INSTRUÇÃO DADA A:
Responda às perguntas sobre o texto abaixo, a respeito do discernimento dos espíritos segundo Santo Afonso.
(i) Em que ano S. Afonso escreveu o livro Conduta admirável da Divina Providência?
(ii) Quem cuidou da 10ª edição dessa obra em 2008?
(iii) Quem é indicado como responsável pela tradução?

DOCUMENTO DE ORIGEM:
((

DON CURZIO NITOGLIA: O DISCERNIMENTO DOS ESPÍRITOS SEGUNDO SANTO AFONSO
Tradução: Gederson Falcometa
Introdução
Muitos conhecem as “Regras para o Discernimento dos Espíritos contidas nos “Exercícios Espirituais” (n 313-316) de S. Inácio de Loiola, mas também S. Afonso Maria de Ligório compôs um tratado (menos conhecido) em que aborda, de maneira diversa, o mesmo tema.
Em 1775 S. Afonso escreveu um livro de teologia ascética intitulado Conduta admirável da Divina Providência (Nápoles, Editora Paci), em que da página 127 a página 157 abordou a questão do Discernimento dos Espíritos, no capítulo intitulado Conselhos de alívio e confidência para uma alma desolada. Colóquio entre Monsenhor o Autor e a Alma que pede conselho.
O Redentorista Padre Alfonso Amarante, em 2008, cuido da 10ª edição desta obra, com adaptação para a língua italiana corrente, publicada pela Shalom Editora de Camerata Picena na província de Ancona [1].
No presente artigo resumo o conteúdo da obra afonsiana e convido o leitor a estudar e meditar o próprio texto do Santo Doutor da Igreja.

))

Registros de uma coleção:
((

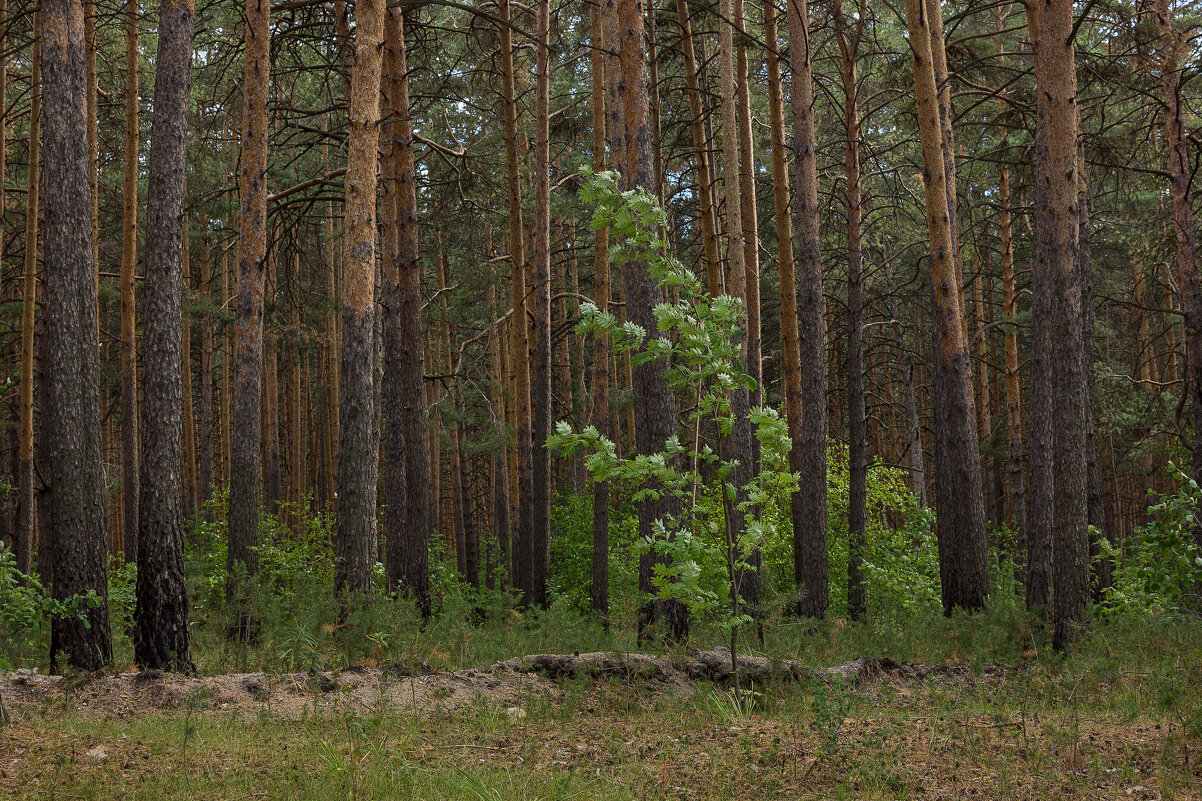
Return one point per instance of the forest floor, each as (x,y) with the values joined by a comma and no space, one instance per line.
(607,725)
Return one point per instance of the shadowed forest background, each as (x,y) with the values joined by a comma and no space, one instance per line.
(423,336)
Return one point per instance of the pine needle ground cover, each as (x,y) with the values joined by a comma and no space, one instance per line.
(976,710)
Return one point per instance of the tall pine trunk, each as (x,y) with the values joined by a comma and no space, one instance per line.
(406,521)
(963,558)
(356,478)
(160,615)
(808,452)
(245,467)
(77,505)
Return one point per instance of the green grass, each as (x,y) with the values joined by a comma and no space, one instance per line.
(1122,711)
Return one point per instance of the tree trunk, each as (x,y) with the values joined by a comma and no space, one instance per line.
(963,558)
(540,288)
(204,452)
(160,616)
(808,454)
(406,466)
(244,466)
(523,534)
(701,153)
(857,448)
(27,520)
(1184,230)
(77,508)
(130,443)
(356,479)
(600,586)
(1057,250)
(653,397)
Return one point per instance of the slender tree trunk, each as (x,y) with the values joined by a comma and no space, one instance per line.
(160,616)
(857,448)
(356,479)
(185,367)
(658,420)
(204,452)
(77,506)
(244,466)
(130,444)
(600,587)
(1015,486)
(808,454)
(406,449)
(701,149)
(964,570)
(540,263)
(523,535)
(1184,229)
(1095,499)
(738,445)
(27,520)
(1057,251)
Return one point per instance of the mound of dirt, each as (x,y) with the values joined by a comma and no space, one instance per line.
(507,683)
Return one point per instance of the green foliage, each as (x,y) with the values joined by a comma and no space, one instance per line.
(706,556)
(27,611)
(1159,568)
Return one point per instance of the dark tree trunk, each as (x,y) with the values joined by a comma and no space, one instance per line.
(857,446)
(206,439)
(406,460)
(77,508)
(963,558)
(600,587)
(653,396)
(1184,230)
(808,455)
(25,529)
(245,467)
(540,288)
(1057,250)
(160,616)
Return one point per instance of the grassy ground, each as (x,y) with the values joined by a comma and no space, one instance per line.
(1120,717)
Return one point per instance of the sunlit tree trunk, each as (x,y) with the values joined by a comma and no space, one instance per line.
(77,508)
(963,558)
(356,476)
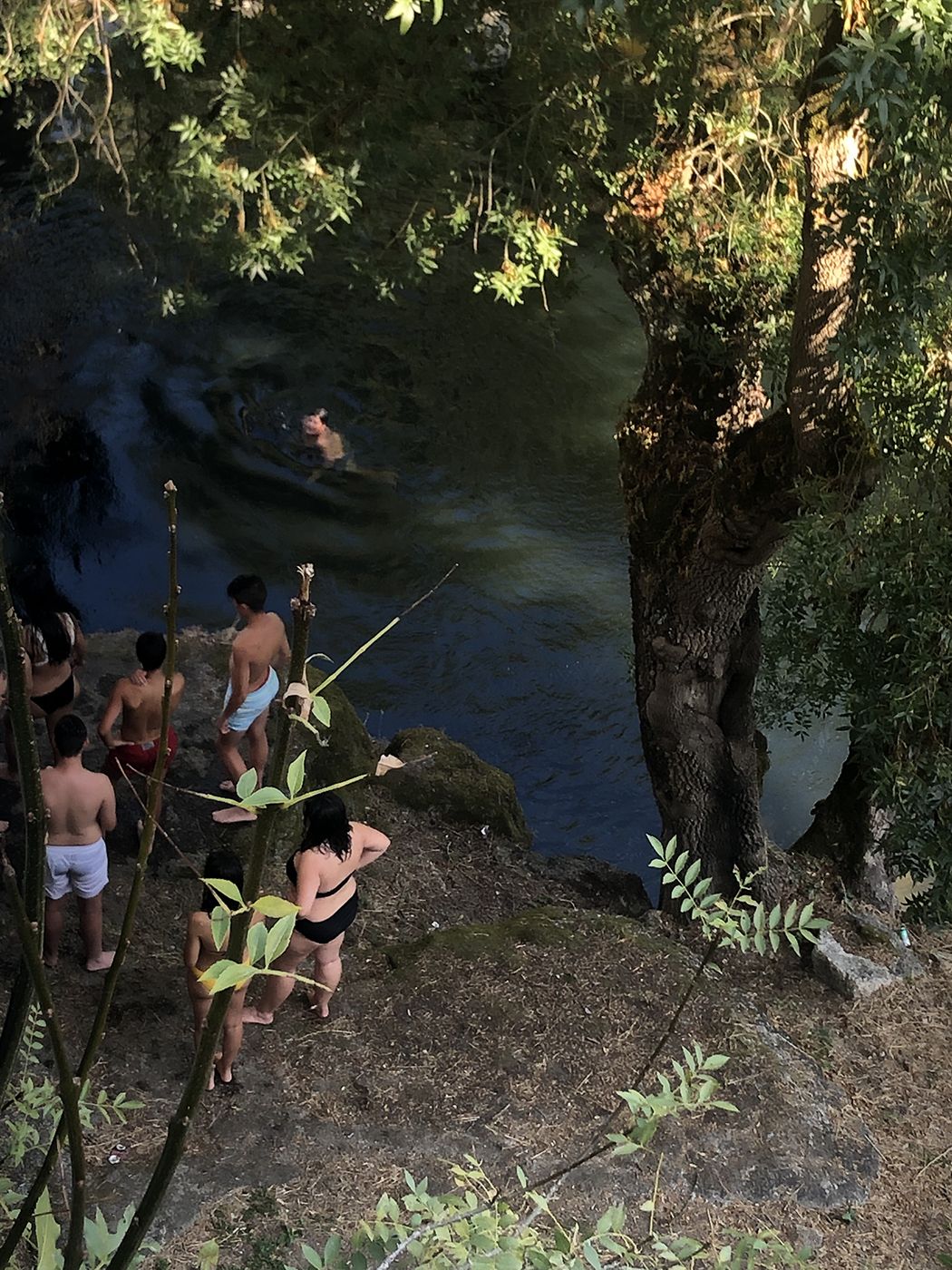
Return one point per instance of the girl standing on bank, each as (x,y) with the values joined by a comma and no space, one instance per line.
(321,875)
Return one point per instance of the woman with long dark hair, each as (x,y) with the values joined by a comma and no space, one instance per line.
(323,885)
(200,952)
(54,645)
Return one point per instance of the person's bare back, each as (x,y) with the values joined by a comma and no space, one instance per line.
(80,804)
(142,707)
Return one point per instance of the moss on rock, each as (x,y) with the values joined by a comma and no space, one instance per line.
(444,777)
(499,942)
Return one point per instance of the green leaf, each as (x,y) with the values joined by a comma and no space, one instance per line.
(714,1062)
(257,937)
(230,974)
(247,783)
(47,1231)
(266,796)
(209,1255)
(296,774)
(278,937)
(225,888)
(273,905)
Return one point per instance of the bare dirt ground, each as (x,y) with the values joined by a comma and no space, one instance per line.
(494,1006)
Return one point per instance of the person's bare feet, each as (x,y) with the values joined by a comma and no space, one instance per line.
(234,816)
(249,1015)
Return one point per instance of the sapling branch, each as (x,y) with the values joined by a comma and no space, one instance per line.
(196,1083)
(67,1082)
(34,812)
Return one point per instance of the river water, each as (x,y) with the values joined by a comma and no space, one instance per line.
(485,442)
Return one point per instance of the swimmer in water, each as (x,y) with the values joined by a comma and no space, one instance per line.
(317,435)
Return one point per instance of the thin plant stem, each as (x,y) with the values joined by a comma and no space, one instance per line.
(145,847)
(34,810)
(196,1083)
(67,1082)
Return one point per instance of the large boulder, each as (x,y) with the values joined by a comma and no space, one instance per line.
(446,777)
(343,749)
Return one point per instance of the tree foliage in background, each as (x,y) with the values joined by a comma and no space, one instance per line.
(860,625)
(771,184)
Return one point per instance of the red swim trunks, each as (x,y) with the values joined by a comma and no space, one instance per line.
(137,758)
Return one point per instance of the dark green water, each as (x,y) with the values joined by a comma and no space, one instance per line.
(497,428)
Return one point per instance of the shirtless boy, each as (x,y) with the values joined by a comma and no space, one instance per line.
(139,698)
(257,648)
(80,809)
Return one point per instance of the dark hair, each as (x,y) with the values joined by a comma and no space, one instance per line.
(326,826)
(150,650)
(70,736)
(41,603)
(248,588)
(226,865)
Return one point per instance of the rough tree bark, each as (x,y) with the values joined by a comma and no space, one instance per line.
(710,478)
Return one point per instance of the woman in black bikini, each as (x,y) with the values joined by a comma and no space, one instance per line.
(321,875)
(54,647)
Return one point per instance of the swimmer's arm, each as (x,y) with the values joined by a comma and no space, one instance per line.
(113,708)
(240,679)
(193,946)
(79,645)
(107,808)
(178,688)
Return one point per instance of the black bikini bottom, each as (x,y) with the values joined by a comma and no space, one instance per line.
(327,930)
(59,698)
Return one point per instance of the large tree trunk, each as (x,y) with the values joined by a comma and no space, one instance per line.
(710,480)
(695,577)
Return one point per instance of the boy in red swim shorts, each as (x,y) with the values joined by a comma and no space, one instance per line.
(139,698)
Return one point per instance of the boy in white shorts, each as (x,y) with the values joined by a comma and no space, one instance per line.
(80,809)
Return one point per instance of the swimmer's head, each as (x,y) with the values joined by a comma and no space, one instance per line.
(314,425)
(249,592)
(150,650)
(70,736)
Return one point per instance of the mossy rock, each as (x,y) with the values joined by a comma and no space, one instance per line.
(448,778)
(495,942)
(343,749)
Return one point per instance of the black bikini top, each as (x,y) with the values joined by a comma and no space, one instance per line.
(291,869)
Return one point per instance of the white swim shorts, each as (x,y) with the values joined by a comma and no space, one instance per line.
(254,704)
(84,870)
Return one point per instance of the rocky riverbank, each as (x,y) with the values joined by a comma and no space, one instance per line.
(494,1002)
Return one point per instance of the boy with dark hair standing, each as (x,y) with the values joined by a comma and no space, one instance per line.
(139,700)
(80,810)
(257,648)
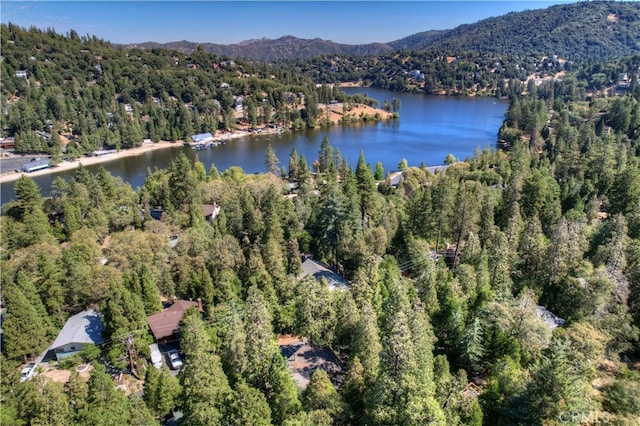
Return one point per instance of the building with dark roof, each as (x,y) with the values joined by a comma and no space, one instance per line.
(164,325)
(319,271)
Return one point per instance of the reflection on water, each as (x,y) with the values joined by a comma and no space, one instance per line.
(428,129)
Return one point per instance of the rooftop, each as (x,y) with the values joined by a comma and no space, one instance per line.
(304,358)
(319,270)
(164,324)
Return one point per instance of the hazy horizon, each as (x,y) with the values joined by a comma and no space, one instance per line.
(232,22)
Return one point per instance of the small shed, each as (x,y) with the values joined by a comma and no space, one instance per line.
(210,211)
(83,328)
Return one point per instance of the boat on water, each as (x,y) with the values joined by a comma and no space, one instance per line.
(201,146)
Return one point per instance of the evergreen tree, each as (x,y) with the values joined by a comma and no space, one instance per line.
(320,394)
(271,161)
(24,332)
(206,390)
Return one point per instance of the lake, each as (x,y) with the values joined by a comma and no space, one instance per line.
(428,129)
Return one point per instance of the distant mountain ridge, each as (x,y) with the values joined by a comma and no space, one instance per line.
(596,30)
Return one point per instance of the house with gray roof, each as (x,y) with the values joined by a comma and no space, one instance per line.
(319,271)
(83,328)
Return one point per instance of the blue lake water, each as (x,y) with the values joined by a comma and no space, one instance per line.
(428,129)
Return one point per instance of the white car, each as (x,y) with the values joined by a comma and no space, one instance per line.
(174,359)
(28,371)
(156,356)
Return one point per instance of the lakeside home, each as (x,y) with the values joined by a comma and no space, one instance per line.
(35,165)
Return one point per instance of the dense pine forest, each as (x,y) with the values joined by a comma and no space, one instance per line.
(502,291)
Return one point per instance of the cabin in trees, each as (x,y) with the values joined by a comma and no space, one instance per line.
(319,271)
(304,358)
(202,138)
(164,325)
(210,211)
(83,328)
(32,166)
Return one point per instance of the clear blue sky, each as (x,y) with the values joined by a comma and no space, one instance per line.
(226,22)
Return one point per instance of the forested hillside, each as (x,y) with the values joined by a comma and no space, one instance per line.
(580,31)
(504,290)
(80,94)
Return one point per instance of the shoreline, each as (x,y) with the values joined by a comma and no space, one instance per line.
(335,113)
(132,152)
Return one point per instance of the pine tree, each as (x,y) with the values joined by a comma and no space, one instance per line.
(271,161)
(206,390)
(320,394)
(24,332)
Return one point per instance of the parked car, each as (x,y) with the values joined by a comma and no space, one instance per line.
(156,356)
(174,359)
(28,371)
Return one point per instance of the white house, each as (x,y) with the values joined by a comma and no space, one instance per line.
(319,271)
(83,328)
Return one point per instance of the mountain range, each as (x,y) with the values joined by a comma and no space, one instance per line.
(589,30)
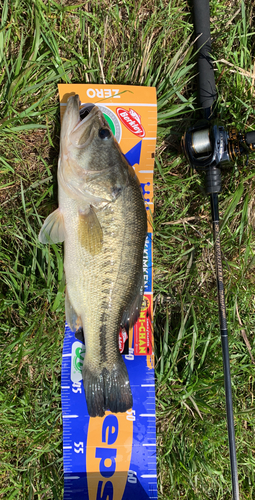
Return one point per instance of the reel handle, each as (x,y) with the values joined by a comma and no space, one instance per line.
(207,89)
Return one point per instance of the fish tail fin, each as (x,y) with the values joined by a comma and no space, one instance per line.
(108,390)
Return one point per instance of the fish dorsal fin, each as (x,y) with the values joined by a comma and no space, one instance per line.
(72,318)
(53,230)
(90,231)
(131,313)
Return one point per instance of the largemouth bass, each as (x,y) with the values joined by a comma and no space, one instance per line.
(102,220)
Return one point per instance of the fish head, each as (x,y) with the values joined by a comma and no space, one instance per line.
(89,154)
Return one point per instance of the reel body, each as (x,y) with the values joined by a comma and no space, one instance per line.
(208,147)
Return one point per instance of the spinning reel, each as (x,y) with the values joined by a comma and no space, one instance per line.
(208,147)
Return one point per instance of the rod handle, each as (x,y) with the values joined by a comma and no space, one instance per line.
(207,88)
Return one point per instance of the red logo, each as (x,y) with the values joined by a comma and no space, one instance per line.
(142,329)
(131,120)
(122,339)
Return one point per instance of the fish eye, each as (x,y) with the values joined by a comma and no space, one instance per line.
(104,133)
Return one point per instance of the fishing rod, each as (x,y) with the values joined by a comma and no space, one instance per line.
(208,146)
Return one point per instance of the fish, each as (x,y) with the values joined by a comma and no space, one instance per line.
(101,218)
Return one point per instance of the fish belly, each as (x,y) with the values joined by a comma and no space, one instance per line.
(100,287)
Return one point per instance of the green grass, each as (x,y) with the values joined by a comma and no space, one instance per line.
(149,43)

))

INSTRUÇÃO DADA B: Conte quantas linhas acima contêm a palavra "woman", levando em conta maiúsculas e minúsculas. Responda só com o número.

SOLUÇÃO A:
(i) Em 1775.
(ii) O Redentorista Padre Alfonso Amarante.
(iii) Gederson Falcometa.

SOLUÇÃO B: 2